● **THE PROBLEM**
Everything below from the line with "Localize bmw roundel" to the last line, both included, is to be written out exactly, with nothing added.

● **RECORDS FOR PROCESSING**
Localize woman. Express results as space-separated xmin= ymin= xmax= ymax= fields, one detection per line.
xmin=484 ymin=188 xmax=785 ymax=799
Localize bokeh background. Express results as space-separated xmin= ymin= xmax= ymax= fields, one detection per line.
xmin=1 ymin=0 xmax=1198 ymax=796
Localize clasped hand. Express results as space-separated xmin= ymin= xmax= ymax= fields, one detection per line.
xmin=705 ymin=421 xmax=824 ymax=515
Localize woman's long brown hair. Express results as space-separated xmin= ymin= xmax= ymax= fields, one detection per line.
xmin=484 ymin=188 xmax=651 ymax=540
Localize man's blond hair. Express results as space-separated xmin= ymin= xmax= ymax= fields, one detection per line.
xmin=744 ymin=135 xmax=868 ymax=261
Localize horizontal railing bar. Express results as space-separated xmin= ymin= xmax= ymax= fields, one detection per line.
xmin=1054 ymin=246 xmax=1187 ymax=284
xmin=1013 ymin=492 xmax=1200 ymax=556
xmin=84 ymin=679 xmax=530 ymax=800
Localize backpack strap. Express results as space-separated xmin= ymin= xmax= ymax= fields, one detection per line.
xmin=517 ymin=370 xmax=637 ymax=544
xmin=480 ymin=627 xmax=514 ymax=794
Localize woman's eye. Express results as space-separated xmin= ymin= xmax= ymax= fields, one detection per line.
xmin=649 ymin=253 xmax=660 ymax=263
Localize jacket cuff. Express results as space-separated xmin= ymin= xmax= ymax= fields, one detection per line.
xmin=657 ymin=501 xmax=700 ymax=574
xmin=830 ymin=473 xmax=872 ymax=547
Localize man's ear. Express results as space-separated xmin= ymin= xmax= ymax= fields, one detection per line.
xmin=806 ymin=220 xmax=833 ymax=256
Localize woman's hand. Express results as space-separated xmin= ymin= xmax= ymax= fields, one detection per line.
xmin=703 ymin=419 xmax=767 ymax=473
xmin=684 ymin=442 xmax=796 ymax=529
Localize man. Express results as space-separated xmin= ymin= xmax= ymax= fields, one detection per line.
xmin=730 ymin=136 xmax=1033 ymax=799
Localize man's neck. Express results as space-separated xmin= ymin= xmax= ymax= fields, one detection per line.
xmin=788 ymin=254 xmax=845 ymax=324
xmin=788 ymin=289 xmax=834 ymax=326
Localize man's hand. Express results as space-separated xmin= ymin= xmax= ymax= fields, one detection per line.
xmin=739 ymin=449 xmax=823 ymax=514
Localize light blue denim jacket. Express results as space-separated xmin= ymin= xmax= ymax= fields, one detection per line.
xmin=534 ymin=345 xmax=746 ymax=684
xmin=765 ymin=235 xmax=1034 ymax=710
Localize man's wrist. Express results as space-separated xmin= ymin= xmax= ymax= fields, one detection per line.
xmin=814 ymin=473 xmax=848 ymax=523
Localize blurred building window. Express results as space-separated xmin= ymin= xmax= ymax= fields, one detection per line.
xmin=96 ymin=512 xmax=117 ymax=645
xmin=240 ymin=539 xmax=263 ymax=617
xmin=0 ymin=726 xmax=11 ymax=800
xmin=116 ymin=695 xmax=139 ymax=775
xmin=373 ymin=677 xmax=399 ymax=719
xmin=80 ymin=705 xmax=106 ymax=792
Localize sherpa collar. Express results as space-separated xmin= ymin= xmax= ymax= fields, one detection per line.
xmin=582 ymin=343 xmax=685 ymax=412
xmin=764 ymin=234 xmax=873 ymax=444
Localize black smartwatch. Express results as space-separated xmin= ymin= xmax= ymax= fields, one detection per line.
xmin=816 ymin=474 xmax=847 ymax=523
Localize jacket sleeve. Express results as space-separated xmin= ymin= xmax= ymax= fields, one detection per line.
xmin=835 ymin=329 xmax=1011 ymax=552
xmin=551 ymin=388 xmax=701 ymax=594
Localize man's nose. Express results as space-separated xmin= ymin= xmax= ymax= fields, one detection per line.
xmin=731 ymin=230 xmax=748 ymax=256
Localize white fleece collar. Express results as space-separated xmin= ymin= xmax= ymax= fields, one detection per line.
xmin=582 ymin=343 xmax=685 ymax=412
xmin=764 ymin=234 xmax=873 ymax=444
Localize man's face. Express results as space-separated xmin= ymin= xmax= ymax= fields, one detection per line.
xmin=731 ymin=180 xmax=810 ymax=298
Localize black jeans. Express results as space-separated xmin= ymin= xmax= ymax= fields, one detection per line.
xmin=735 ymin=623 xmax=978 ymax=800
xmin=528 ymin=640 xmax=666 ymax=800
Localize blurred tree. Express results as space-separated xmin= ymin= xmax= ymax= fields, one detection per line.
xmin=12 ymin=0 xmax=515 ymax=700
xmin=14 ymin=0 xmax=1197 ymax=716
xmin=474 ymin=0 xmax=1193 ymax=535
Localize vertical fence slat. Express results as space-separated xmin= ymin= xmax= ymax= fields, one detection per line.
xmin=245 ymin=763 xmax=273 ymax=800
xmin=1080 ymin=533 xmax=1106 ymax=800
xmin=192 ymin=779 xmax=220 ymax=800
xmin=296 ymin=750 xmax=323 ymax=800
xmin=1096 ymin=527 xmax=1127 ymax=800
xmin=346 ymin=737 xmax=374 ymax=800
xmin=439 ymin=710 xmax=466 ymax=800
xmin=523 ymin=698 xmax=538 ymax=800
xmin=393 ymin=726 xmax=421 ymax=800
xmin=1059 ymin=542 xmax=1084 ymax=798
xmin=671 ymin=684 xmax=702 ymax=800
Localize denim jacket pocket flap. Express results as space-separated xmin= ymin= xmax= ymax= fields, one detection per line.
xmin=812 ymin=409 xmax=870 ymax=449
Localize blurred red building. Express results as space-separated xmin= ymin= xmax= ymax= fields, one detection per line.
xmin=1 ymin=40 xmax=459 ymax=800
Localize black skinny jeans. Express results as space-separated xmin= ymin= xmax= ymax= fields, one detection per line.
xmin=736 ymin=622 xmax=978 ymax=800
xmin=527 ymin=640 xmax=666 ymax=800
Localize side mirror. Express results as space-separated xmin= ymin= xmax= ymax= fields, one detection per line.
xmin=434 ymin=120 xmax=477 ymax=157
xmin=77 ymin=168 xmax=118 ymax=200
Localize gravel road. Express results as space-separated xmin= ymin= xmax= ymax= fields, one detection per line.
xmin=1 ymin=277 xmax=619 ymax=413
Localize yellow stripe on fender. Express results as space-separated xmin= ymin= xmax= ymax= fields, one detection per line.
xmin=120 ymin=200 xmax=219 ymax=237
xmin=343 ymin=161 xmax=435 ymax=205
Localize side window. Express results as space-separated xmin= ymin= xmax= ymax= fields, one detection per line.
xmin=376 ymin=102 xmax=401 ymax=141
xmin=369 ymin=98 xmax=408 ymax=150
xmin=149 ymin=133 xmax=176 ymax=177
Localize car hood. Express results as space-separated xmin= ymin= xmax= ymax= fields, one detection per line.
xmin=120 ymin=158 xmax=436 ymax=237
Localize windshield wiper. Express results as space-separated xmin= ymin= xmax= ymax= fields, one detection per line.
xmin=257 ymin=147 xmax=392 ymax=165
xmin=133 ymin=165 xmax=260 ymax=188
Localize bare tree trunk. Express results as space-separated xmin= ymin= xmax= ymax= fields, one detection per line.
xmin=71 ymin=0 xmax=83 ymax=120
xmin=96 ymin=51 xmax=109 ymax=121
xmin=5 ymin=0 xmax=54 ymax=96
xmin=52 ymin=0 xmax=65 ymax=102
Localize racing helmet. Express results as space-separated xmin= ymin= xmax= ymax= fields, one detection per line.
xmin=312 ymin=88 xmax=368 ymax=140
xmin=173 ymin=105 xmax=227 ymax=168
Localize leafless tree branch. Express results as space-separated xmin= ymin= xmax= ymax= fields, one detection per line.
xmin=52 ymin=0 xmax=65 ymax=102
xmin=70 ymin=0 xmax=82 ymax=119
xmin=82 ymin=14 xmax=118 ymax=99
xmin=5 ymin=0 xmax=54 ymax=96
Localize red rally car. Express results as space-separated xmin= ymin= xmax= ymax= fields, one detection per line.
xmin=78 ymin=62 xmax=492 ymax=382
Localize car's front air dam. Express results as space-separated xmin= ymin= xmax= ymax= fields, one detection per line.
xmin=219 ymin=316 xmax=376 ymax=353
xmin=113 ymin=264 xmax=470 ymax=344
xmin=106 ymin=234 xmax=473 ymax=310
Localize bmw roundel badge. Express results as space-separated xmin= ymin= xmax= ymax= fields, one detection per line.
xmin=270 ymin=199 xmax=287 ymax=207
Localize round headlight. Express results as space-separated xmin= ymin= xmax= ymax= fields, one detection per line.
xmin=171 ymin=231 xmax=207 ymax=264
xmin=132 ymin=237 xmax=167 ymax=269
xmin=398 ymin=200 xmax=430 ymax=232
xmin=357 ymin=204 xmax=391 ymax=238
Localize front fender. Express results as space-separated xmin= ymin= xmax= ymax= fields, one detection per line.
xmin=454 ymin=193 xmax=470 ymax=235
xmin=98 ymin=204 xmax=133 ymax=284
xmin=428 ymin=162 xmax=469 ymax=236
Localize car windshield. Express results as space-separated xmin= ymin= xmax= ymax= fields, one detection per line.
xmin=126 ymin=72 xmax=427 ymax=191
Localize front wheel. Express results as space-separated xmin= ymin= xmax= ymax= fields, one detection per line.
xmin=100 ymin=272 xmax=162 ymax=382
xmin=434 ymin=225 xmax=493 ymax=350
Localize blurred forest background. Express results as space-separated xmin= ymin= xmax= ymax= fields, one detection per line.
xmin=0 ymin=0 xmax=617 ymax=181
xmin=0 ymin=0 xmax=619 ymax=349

● **EXPECTED ANSWER**
Localize bmw roundel badge. Express results as space-separated xmin= ymin= xmax= ymax= fields, one detection per line.
xmin=270 ymin=199 xmax=287 ymax=207
Localize round headlight. Express results as space-separated xmin= ymin= xmax= ymax= fields, one detection per line.
xmin=171 ymin=231 xmax=207 ymax=264
xmin=132 ymin=237 xmax=167 ymax=269
xmin=398 ymin=200 xmax=430 ymax=232
xmin=357 ymin=204 xmax=391 ymax=238
Localize front fender. Express results as space-separated xmin= ymin= xmax= ymax= fields, one detection per line.
xmin=454 ymin=193 xmax=470 ymax=235
xmin=98 ymin=204 xmax=133 ymax=284
xmin=428 ymin=162 xmax=469 ymax=236
Localize car windshield. Express results as space-separated xmin= ymin= xmax= ymax= fields, one detection per line.
xmin=126 ymin=72 xmax=427 ymax=191
Localize front wheel. Express results as space-separated xmin= ymin= xmax= ymax= fields, one detection per line.
xmin=100 ymin=272 xmax=162 ymax=382
xmin=434 ymin=225 xmax=493 ymax=350
Localize blurred forest background. Express results as space-separated xmin= ymin= xmax= ymax= fields, one detection per line.
xmin=0 ymin=0 xmax=617 ymax=181
xmin=0 ymin=0 xmax=619 ymax=349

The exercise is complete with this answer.